• DESCRIPTION OF THE TASK
Go through the entries below and write each one out exactly.

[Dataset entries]
──────────────────────────────

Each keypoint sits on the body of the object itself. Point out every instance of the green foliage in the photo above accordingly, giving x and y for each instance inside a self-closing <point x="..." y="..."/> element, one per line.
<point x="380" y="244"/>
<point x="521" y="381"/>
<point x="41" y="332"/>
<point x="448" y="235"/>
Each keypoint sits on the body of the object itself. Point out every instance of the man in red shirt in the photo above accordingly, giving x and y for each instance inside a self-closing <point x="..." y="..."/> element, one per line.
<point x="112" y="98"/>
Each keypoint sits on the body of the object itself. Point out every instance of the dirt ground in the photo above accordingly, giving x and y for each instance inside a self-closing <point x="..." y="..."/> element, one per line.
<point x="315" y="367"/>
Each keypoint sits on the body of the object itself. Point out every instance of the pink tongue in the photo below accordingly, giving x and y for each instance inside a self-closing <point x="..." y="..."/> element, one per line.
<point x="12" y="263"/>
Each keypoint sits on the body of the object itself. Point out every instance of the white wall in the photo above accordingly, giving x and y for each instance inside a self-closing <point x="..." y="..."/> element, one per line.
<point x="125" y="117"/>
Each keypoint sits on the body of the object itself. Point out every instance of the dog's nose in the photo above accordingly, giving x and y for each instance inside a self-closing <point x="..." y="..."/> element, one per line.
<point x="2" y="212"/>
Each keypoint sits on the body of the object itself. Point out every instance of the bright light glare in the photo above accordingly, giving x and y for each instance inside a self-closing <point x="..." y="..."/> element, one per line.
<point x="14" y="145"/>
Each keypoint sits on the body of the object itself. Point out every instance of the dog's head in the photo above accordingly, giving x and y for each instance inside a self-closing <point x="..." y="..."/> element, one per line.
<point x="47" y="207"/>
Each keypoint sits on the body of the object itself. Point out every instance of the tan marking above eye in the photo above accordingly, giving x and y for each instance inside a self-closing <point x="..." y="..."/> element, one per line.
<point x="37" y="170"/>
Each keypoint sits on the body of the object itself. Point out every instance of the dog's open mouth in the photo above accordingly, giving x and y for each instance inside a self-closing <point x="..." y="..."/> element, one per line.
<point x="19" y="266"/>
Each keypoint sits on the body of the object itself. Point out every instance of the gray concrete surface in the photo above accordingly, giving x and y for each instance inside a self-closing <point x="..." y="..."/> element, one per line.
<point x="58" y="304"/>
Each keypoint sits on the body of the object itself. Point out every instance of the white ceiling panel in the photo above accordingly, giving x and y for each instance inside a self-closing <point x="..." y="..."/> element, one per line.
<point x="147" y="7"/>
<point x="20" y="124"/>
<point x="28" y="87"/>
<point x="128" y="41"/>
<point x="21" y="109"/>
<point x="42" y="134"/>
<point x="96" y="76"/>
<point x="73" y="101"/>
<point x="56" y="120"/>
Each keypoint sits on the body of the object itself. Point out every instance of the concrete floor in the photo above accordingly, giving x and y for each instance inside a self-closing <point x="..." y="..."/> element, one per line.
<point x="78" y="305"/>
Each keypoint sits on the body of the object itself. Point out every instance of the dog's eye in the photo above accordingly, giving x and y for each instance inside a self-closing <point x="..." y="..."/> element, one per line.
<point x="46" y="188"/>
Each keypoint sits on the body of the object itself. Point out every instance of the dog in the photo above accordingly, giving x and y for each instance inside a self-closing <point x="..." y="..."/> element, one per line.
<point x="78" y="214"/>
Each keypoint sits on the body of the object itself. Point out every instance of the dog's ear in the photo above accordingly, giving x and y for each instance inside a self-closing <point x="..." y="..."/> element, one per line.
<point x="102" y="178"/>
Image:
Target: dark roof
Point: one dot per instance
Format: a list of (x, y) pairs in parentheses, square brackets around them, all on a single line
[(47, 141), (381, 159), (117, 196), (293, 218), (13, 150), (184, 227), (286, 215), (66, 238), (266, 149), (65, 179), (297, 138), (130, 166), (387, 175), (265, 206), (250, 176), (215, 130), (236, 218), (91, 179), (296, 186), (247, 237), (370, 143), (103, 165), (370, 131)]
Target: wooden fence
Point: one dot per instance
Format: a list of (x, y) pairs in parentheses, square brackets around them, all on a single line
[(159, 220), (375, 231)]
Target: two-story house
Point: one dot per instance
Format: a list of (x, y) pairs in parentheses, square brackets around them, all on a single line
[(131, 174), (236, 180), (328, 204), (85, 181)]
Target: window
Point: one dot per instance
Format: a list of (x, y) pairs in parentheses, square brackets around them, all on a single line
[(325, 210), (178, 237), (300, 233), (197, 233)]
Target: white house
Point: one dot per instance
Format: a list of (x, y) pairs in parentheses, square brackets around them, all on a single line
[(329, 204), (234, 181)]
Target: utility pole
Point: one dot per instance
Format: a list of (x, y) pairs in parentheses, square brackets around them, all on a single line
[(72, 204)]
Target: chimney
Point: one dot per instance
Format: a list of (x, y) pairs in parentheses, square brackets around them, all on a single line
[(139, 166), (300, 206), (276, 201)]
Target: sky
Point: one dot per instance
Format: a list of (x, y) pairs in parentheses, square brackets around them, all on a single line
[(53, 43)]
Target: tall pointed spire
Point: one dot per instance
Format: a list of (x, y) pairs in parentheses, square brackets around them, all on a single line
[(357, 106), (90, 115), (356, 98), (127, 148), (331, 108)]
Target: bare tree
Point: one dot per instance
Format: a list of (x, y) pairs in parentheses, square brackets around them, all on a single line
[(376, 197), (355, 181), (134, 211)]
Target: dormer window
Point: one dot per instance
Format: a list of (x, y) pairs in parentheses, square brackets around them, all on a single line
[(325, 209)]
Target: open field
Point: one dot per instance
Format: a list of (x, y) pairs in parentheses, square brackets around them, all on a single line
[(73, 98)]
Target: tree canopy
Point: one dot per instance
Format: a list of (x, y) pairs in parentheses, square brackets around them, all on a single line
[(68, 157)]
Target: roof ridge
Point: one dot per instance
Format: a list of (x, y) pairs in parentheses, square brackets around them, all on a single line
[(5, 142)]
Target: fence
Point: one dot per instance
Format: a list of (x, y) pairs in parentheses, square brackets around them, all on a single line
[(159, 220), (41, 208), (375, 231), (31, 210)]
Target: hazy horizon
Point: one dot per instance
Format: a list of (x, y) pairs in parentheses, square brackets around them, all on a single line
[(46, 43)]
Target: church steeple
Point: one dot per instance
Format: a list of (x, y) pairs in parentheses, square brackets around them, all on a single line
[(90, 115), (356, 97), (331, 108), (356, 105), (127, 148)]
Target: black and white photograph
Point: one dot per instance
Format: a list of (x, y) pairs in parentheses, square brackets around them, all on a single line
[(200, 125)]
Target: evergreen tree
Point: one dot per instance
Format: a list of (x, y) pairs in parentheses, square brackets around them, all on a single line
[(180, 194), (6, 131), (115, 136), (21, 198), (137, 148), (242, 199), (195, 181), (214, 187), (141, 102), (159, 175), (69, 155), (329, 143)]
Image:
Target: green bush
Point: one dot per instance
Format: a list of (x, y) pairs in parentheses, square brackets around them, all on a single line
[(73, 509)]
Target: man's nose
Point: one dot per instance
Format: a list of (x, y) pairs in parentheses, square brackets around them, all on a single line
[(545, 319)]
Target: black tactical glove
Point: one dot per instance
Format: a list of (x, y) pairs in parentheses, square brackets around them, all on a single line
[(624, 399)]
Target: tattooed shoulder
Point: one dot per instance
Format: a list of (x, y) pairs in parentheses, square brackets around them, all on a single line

──────────────────────────────

• REPLY TO THE EXERCISE
Each keypoint sits on the body of the object itself. Point out every instance of the green foliage in the photo above accordingly, giving x and y for each instance inside a self-closing <point x="..." y="..."/> element, one per line.
<point x="380" y="244"/>
<point x="521" y="381"/>
<point x="41" y="332"/>
<point x="448" y="235"/>
Each keypoint sits on the body of the object itself. Point out every instance of the man in red shirt in the photo above accordingly, giving x and y for each instance inside a self-closing <point x="..." y="..."/> element, one per line.
<point x="112" y="98"/>
Each keypoint sits on the body of the object itself. Point out every instance of the dirt ground in the photo above accordingly, giving x and y for each instance inside a self-closing <point x="..." y="..."/> element, one per line.
<point x="315" y="367"/>
Each keypoint sits on the body of the object itself. Point out every instance of the pink tongue in the photo below accordingly, giving x and y for each instance inside a self-closing <point x="..." y="..."/> element, one per line.
<point x="12" y="263"/>
Each keypoint sits on the body of the object itself. Point out every instance of the white wall in the photo above accordingly, giving x and y for each instance inside a self-closing <point x="..." y="..."/> element, one per line.
<point x="125" y="117"/>
Each keypoint sits on the body of the object itself. Point out every instance of the dog's nose in the photo above accordingly, giving x and y for each instance inside a self-closing <point x="..." y="..."/> element, one per line.
<point x="2" y="212"/>
Each keypoint sits on the body of the object itself. Point out every instance of the bright light glare in the photo above accordingly, giving x and y for each instance inside a self-closing <point x="..." y="..."/> element, one per line.
<point x="14" y="145"/>
Each keypoint sits on the body of the object itself. Point out every instance of the dog's head in the photo above accordingly, giving x and y for each instance inside a self-closing <point x="..." y="..."/> element, one per line.
<point x="47" y="207"/>
Each keypoint sits on the body of the object itself. Point out every instance of the tan marking above eye in the photo above accordingly, giving x and y for each instance inside a self-closing <point x="..." y="..."/> element, one per line.
<point x="37" y="170"/>
Each keypoint sits on the body of the object itself. Point out every instance of the dog's open mouth in the photo above accordingly, giving x and y for each instance inside a self-closing <point x="..." y="..."/> element, one per line.
<point x="19" y="266"/>
Each keypoint sits on the body of the object itself. Point out every instance of the gray concrete surface in the photo above accordingly, giving x and y for each instance inside a self-closing <point x="..." y="..."/> element, one per line.
<point x="58" y="304"/>
Each keypoint sits on the body of the object itself. Point out every instance of the white ceiling panel in the photo above accordingly, giving x and y for each instance inside a self-closing <point x="..." y="..."/> element, one per line.
<point x="147" y="7"/>
<point x="20" y="124"/>
<point x="28" y="87"/>
<point x="128" y="41"/>
<point x="21" y="109"/>
<point x="42" y="134"/>
<point x="96" y="76"/>
<point x="73" y="101"/>
<point x="56" y="120"/>
Each keypoint sits on the body of the object itself. Point out every instance of the concrete floor in the photo above accordingly, giving x and y for each instance inside a self-closing <point x="..." y="..."/> element, one per line.
<point x="78" y="305"/>
Each keypoint sits on the body of the object itself. Point out every instance of the dog's eye in the photo above accordingly, giving x and y for each instance inside a self-closing <point x="..." y="..."/> element, one per line.
<point x="46" y="188"/>
Each keypoint sits on the body of the object itself. Point out every instance of the dog in the photo above accordingly, giving x and y for each instance inside a self-closing <point x="..." y="..."/> element, one per line.
<point x="78" y="214"/>
Each keypoint sits on the body of the object itself. Point out every instance of the dog's ear in the photo above accordingly, giving x and y for each instance inside a self-closing <point x="..." y="..."/> element, one per line.
<point x="102" y="178"/>
Image:
Target: dark roof
Point: one dot per instance
Format: a list of (x, y) pairs in parentheses, square brackets around them, all on a single line
[(47, 141), (381, 159), (117, 196), (293, 218), (13, 150), (184, 227), (286, 215), (66, 238), (266, 149), (65, 179), (297, 138), (130, 166), (387, 175), (265, 206), (250, 176), (215, 130), (236, 218), (91, 179), (296, 186), (247, 237), (370, 143), (103, 165), (370, 131)]
Target: wooden fence
Point: one dot per instance
Format: a list of (x, y) pairs in parentheses, square brackets around them, all on a single line
[(159, 220), (375, 231)]
Target: two-story house
Point: one dot per instance
Format: a list of (x, y) pairs in parentheses, square brackets around them, all on a single line
[(131, 174), (236, 180), (328, 204), (85, 181)]
Target: window
Point: one dot per instance
Format: a list of (x, y) pairs in parentheses, square brackets around them, all on a single line
[(325, 210), (178, 237), (300, 233), (197, 233)]
Target: white house
Point: one dot per instance
Format: a list of (x, y) pairs in parentheses, square brackets around them, all on a single line
[(329, 204), (234, 181)]
Target: utility pole
Point: one dot per instance
Format: a list of (x, y) pairs in parentheses, square brackets around them, all on a single line
[(72, 204)]
Target: chimney
Point: one dot per instance
Format: a list of (x, y) pairs in parentheses, square brackets around them, all on a single line
[(139, 166), (300, 206), (276, 201)]
Target: sky
Point: one dot per instance
Format: a list of (x, y) pairs in parentheses, square brackets around them, all on a single line
[(53, 43)]
Target: tall pointed spire
Point: one dot per instance
Format: a list of (x, y) pairs in parentheses, square brackets around them, all on a single line
[(357, 106), (90, 115), (356, 98), (127, 148), (331, 108)]
Target: bare tree
Point: one dot per instance
Format: a list of (x, y) pairs in parentheses, square brackets around them, all on a single line
[(376, 197), (355, 181), (134, 211)]
Target: dormer window
Point: one dot per instance
Format: a list of (x, y) pairs in parentheses, square brackets around them, all on a single line
[(325, 209)]
Target: open field
Point: one dot per instance
Format: a list of (x, y) pairs in parentheses, square brackets around them, all on a single line
[(73, 98)]
Target: tree canopy
Point: one dot per instance
Format: a list of (x, y) pairs in parentheses, square brackets around them, all on a single line
[(68, 157)]
Target: roof ridge
Point: one dot per instance
Format: a list of (x, y) pairs in parentheses, square brackets around them, all on a single line
[(5, 142)]
Target: fence
Point: one dot per instance
Format: a list of (x, y) pairs in parentheses, square brackets around them, all on a single line
[(159, 220), (41, 208), (375, 231), (31, 210)]
Target: hazy horizon
Point: one dot per instance
Format: a list of (x, y) pairs in parentheses, square brackets around them, all on a single line
[(46, 43)]
Target: church steeple
Point: one dot per instance
Format: a list of (x, y) pairs in parentheses, square brackets around them, all on a single line
[(90, 115), (356, 97), (331, 108), (356, 105), (127, 148)]
Target: black and white photograph
Point: one dot per instance
Format: a list of (x, y) pairs in parentheses, square brackets around them, all on a single line
[(200, 125)]
Target: evergreen tree
Point: one dot per instance
Format: a list of (x, y) pairs in parentheses, square brackets around them, all on a single line
[(180, 194), (6, 131), (115, 136), (21, 198), (137, 148), (242, 199), (195, 181), (214, 187), (141, 102), (159, 175), (69, 155), (329, 143)]
Image:
Target: green bush
Point: one dot per instance
Format: a list of (x, y) pairs in parentheses, square brackets around them, all on a single line
[(73, 509)]
Target: man's nose
Point: one dot per instance
Format: a list of (x, y) pairs in parentheses, square brackets around them, all on a single line
[(545, 319)]
Target: black tactical glove
Point: one dot per instance
Format: a list of (x, y) pairs in parentheses, square brackets around them, all on a single line
[(624, 399)]
Target: tattooed shoulder
Point: one dot per instance
Format: a list of (x, y) pairs in parentheses, square brackets around them, all on a single line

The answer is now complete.